Reading text:
------------------------------------------------

The Battle Creek Enquirer has the otherworldly story of a superstitious Michigan CEO, who is now serving prison time for using half a million dollars in company money to finance a phony psychic.
A recent report details how the man, after twenty five years at the helm of a thriving mental health non-profit, hired a Key West “coach” to help guide his company through a leadership transition. He compensated the “consultant” by sending hundreds of thousands of dollars in payments to a Key West address recorded by the city as a palm reader shop. A subsequent investigation by the company’s Board revealed financial irregularities and a defined-benefits pension plan that the CEO had implemented without their approval, and highlighted his many conflicts of interest with vendors. (Half of a million dollars isn’t exactly chump change and, once spent, certainly leaves a discernible hole in the ol’ bank account.)
The palm reading shop turned out to be nothing but a shadow company, and its proprietor was neither a consultant nor a psychic—just another scammer. (Shocking, I know.) When all was said and done, the CEO had drained the mental health provider of more than $500,000 dollars to pay for phony advice from a con man posing as a medium.
The CEO was indicted after the Board turned over their findings to the Michigan Attorney General. Charged with three felonies, he admitted to spending $510,000 in public funds under fraudulent consulting contracts. He pleaded guilty to multiple counts of Medicaid fraud and one count of embezzlement by a public official, and waived his multi-million dollar interest in the (super secret)pension plan he set up.

------------------------------------------------

Material shown:

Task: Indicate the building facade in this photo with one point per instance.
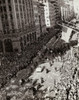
(67, 9)
(52, 12)
(39, 17)
(17, 26)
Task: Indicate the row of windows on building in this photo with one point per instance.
(23, 40)
(4, 1)
(4, 9)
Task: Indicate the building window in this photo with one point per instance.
(19, 1)
(9, 1)
(10, 8)
(16, 7)
(4, 8)
(0, 2)
(5, 16)
(11, 16)
(17, 16)
(23, 1)
(15, 1)
(1, 9)
(3, 1)
(20, 8)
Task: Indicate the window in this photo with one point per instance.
(10, 8)
(3, 1)
(5, 16)
(4, 8)
(20, 8)
(23, 1)
(9, 1)
(15, 1)
(17, 16)
(11, 16)
(19, 1)
(0, 2)
(16, 7)
(1, 9)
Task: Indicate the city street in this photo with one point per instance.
(39, 49)
(52, 77)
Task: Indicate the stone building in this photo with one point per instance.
(52, 12)
(17, 27)
(39, 17)
(67, 9)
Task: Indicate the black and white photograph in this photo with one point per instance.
(39, 49)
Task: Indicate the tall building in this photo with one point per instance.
(39, 17)
(67, 9)
(17, 27)
(51, 11)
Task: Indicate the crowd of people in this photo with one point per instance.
(11, 63)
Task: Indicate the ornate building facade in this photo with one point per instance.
(17, 27)
(39, 17)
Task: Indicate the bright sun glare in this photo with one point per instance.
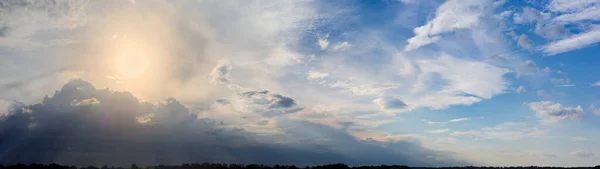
(131, 61)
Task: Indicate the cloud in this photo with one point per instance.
(543, 93)
(323, 42)
(570, 6)
(582, 153)
(438, 131)
(551, 31)
(529, 15)
(314, 75)
(509, 131)
(221, 72)
(526, 68)
(562, 82)
(521, 89)
(574, 42)
(120, 130)
(461, 76)
(525, 42)
(445, 122)
(595, 110)
(449, 16)
(4, 31)
(342, 46)
(550, 112)
(272, 101)
(590, 13)
(389, 103)
(580, 139)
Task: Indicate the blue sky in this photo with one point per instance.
(465, 82)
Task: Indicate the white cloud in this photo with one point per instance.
(465, 76)
(342, 46)
(438, 131)
(561, 82)
(221, 72)
(529, 15)
(511, 131)
(525, 42)
(570, 5)
(580, 139)
(550, 112)
(452, 15)
(389, 103)
(574, 42)
(582, 153)
(590, 13)
(4, 107)
(323, 42)
(446, 140)
(551, 31)
(595, 110)
(444, 122)
(543, 93)
(314, 75)
(521, 89)
(526, 68)
(465, 133)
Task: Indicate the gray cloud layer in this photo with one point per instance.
(83, 125)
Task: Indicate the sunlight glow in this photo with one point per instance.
(131, 61)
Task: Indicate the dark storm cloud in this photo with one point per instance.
(4, 31)
(83, 125)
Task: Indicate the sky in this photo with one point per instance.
(413, 82)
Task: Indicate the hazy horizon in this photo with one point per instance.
(300, 82)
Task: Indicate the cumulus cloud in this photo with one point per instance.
(323, 42)
(115, 128)
(314, 75)
(521, 89)
(551, 112)
(526, 68)
(561, 82)
(389, 103)
(272, 101)
(525, 42)
(595, 110)
(449, 16)
(551, 31)
(342, 46)
(221, 73)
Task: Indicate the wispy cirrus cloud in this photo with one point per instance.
(446, 122)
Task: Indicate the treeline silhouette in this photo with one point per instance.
(258, 166)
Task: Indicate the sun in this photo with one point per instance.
(131, 61)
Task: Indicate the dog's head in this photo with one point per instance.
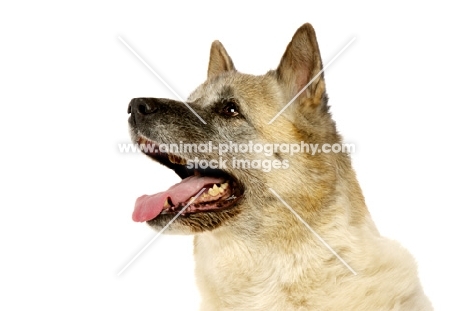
(231, 142)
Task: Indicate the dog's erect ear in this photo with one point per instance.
(300, 64)
(219, 60)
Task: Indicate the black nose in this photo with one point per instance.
(142, 106)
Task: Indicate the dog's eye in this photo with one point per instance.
(230, 109)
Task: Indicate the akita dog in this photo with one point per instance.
(280, 230)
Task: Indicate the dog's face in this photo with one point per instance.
(237, 109)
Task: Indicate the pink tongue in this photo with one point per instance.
(148, 207)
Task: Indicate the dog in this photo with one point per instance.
(274, 230)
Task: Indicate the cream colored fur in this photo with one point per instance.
(267, 259)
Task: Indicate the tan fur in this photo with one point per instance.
(281, 265)
(258, 255)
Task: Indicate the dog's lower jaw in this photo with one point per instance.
(235, 273)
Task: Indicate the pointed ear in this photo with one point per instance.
(219, 60)
(300, 64)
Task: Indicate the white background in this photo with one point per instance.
(398, 93)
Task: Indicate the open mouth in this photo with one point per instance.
(221, 190)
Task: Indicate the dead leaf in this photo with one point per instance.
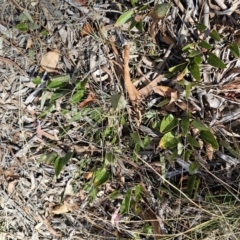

------------------------------------------------

Exercise requirements:
(a) Answer these questions from the article about the Michigan CEO and the phony psychic:
(i) As what did the city record the Key West address that received the payments?
(ii) What did the palm reading shop turn out to be?
(iii) How much in public funds did the CEO admit to spending under fraudulent consulting contracts?
(b) Write a continuation of the article about the Michigan CEO and the phony psychic, picking up after its final sentence.

Answers to the problems:
(a)
(i) A palm reader shop.
(ii) A shadow company.
(iii) $510,000.

(b)
It is reported that the defendant told the presiding judge, “Knowing what I know now, I wouldn’t do it again,” and that one of his attorneys reportedly blamed his crimes on “a psychological dependence on a psychic.” Considering that the Board spent more than $1 million in related attorney fees, bringing the total cost of this scam to more than $1.5 million, it’s at least somewhat believable that this man does, in fact, operate in a comprised psychological state. (But back in my day, we sent these guys straight to the looney bin. You can thank the 1960s for taking that option off the table.)
In addition to being fired by the Board, the CEO received two and a half years in prison – nearly double the amount of prison time outlined in sentencing guidelines, and it is reported that the judge wanted to give him more. He was also slapped with more than $1 million in fines, half of which must be repaid to the non-profit and the other half, to the state.